Excerpt from a dataset
-- Start --

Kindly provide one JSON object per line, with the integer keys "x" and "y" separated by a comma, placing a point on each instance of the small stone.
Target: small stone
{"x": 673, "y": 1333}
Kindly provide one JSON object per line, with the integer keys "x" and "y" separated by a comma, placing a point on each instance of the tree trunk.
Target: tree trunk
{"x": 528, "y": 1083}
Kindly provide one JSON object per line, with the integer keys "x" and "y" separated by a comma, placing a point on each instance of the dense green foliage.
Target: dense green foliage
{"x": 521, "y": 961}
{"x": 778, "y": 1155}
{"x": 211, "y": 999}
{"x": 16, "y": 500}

-- End --
-- Start --

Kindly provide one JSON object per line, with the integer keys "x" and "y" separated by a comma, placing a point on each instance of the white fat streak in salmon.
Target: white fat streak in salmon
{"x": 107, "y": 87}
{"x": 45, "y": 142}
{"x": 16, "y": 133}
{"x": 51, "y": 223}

-- End --
-- Start --

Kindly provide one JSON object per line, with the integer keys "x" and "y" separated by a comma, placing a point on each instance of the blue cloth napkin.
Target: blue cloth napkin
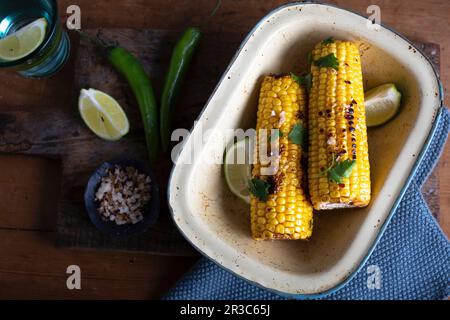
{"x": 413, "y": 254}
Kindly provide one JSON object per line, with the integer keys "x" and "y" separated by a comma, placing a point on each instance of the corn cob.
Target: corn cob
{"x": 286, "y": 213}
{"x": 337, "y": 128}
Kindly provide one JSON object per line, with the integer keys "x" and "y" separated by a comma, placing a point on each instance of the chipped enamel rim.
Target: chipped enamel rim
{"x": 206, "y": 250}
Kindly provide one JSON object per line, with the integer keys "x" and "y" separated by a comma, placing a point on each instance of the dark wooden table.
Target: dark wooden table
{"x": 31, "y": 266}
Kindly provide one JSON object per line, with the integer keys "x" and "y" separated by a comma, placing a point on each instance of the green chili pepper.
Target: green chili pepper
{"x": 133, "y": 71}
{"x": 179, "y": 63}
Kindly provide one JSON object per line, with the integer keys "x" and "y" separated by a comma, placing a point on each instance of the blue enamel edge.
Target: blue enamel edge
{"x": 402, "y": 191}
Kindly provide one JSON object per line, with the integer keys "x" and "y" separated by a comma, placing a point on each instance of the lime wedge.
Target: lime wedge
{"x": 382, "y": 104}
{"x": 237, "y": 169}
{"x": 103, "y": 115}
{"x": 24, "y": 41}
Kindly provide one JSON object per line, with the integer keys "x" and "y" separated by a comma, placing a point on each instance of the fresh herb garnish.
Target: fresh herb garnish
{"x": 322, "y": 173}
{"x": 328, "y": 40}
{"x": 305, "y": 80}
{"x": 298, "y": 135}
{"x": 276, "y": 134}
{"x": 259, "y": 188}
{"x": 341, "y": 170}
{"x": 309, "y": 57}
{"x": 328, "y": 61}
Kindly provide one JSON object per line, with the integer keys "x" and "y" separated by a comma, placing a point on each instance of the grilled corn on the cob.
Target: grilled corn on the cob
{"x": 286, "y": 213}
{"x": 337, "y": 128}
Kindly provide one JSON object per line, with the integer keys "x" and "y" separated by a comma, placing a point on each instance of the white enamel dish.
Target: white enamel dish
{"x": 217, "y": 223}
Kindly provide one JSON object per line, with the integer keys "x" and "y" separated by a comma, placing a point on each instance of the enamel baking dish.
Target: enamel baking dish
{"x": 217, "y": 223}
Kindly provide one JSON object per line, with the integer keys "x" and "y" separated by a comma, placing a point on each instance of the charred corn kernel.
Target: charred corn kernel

-- End --

» BRIEF: Rescale the material from the line containing "enamel baking dish." up to and including the line containing "Target: charred corn kernel": reproduce every one of those lines, requests included, but multiply each x and y coordinate in the answers by 2.35 and round the result to a whole number, with halves rounded up.

» RIGHT ANSWER:
Kindly provide one JSON object per line, with the integer keys "x" and "y" separated by a comma, placing a point on each instance of the enamel baking dish.
Target: enamel baking dish
{"x": 510, "y": 524}
Kindly provide one JSON object per line, with the integer keys "x" and "y" separated by a comma, placing a point on each instance of the charred corn kernel.
Target: charred corn kernel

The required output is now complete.